### RECORDED INFORMATION ###
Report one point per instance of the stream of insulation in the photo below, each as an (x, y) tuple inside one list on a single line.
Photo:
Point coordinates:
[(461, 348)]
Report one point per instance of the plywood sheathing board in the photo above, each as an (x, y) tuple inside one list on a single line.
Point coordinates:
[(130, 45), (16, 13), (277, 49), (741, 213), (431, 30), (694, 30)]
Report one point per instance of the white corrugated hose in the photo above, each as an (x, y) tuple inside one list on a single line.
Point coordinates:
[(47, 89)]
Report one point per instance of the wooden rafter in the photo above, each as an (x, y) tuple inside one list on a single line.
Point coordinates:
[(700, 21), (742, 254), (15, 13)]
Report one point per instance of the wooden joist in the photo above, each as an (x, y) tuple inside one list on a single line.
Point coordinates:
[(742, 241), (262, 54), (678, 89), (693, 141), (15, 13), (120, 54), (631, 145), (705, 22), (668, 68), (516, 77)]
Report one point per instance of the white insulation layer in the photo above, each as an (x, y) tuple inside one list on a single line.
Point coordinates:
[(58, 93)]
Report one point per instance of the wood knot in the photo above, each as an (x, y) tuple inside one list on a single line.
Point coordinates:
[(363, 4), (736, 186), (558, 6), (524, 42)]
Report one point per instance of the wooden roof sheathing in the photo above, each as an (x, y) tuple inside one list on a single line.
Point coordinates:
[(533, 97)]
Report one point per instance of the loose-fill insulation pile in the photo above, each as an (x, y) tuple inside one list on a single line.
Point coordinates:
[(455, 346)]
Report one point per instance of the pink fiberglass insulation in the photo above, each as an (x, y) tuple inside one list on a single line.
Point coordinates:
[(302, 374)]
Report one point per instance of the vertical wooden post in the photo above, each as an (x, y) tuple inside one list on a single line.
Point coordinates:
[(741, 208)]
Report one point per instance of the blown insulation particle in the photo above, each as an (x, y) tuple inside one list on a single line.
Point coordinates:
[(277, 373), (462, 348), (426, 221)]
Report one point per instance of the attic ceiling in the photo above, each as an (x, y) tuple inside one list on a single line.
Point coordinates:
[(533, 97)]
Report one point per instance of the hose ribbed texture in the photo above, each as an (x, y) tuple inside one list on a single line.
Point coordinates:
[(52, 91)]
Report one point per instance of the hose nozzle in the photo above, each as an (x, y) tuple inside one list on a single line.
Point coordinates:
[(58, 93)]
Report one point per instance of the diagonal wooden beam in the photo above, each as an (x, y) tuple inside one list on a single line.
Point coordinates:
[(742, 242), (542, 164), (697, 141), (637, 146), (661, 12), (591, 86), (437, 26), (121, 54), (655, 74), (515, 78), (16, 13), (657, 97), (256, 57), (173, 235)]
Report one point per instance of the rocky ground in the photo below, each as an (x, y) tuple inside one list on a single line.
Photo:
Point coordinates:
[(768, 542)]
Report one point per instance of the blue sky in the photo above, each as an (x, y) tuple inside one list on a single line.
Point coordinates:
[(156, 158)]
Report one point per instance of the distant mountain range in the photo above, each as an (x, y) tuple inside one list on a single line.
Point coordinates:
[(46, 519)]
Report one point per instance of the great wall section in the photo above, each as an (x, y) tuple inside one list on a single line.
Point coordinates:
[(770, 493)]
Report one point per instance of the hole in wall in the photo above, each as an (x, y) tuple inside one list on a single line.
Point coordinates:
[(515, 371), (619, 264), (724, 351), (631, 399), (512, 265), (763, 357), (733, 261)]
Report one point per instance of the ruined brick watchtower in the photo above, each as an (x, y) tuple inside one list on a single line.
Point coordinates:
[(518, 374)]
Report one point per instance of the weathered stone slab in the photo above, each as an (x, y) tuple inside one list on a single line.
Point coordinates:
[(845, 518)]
###
## EXERCISE:
Add 150 to every coordinate value and write out the lines again, from the line containing "Report one point per instance of the white insulation" through the line containing "[(363, 4), (736, 186), (558, 6), (524, 42)]", both included. Leave everything else in those lines unchanged.

## ANSWER BELOW:
Report one point per instance of the white insulation layer in the photo above, each as an (x, y) tuple inside one list on a single line.
Point coordinates:
[(208, 243)]
Report one point per instance of the wood knot in the photo above, each as an (x, y) tuple inside one list on a single line.
Point coordinates:
[(513, 154), (886, 336), (708, 156), (674, 192)]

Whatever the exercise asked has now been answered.